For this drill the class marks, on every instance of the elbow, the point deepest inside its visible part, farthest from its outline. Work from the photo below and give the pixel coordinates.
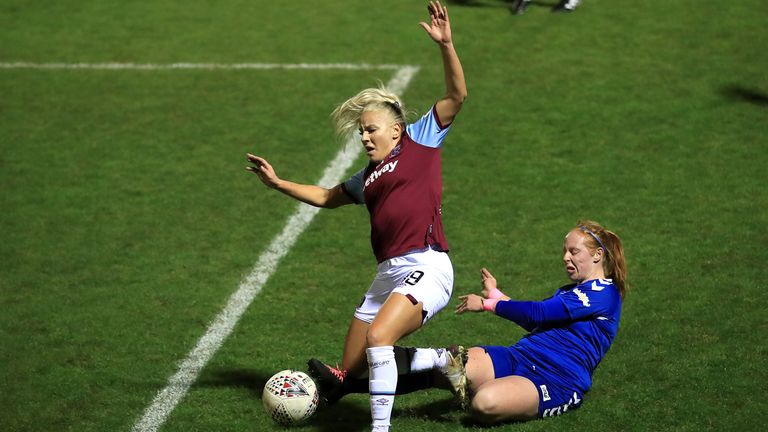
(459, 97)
==
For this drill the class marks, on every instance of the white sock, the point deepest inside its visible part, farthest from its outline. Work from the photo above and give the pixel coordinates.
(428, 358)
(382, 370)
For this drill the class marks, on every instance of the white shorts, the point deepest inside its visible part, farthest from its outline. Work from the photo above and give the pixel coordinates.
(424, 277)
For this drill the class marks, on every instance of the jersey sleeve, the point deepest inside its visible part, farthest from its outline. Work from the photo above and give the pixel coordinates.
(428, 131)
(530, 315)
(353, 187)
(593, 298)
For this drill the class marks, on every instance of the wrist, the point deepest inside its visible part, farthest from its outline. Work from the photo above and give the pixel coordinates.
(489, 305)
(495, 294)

WRITTEN TASK:
Return every line of the rows above that contains the string "photo". Case counts.

EXERCISE ANSWER:
For this drill the class marks, on every instance of the elbow, the point deepest inside its visible part, farthest from its outline. Work from the photo below and give the pixel coordinates.
For this drill the class marks, on every instance of the white sock, the point deepest inside its visible part, farthest from its outline. Work from the photo above and give the pixel coordinates.
For this drill the class marks, on every instance of the white shorts, the point deepest inside its visible part, farthest from its outline. Work from the photo above and give the pixel coordinates.
For this drill the class marks, on every instance of the jersey sleeve, the point deepest inside its visible part, farthest from its outline. Work from the photo above and give the pixel coordinates.
For this drill the class marks, on every instance of the wrist, the point deepest inside its visible part, farthest from its outline. Work from the photo above and give the pixel coordinates.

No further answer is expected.